**SHORT TASK:** Rewrite everything from the line containing "label: chicken sausage" down to the last of the records below, keeping every request line. Multiply each bounding-box coordinate by 1.75 and round it to a whole number, with halves rounded up.

.....

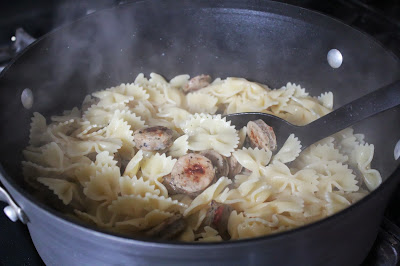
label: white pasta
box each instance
[186,92,218,114]
[184,177,232,216]
[168,135,189,157]
[22,73,382,242]
[273,134,301,163]
[181,114,239,157]
[141,153,176,180]
[37,177,81,204]
[83,167,120,201]
[232,148,272,175]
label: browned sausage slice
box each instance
[247,119,277,151]
[133,126,173,151]
[169,153,215,195]
[146,214,186,240]
[199,150,229,178]
[228,156,243,179]
[202,200,233,240]
[182,75,211,93]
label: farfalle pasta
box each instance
[22,73,382,242]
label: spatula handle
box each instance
[302,80,400,147]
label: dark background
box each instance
[0,0,400,265]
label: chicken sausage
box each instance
[199,150,229,178]
[182,75,211,93]
[168,153,215,196]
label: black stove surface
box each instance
[0,0,400,266]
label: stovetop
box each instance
[0,0,400,266]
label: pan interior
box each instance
[0,1,400,222]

.....

**ANSWER TO THIS EXERCISE:**
label: chicken sausage
box each instance
[348,263,401,312]
[319,131,369,163]
[294,268,376,343]
label: black stove surface
box each instance
[0,0,700,466]
label: stovetop
box each instance
[0,0,700,466]
label: pan interior
box each instance
[0,2,700,389]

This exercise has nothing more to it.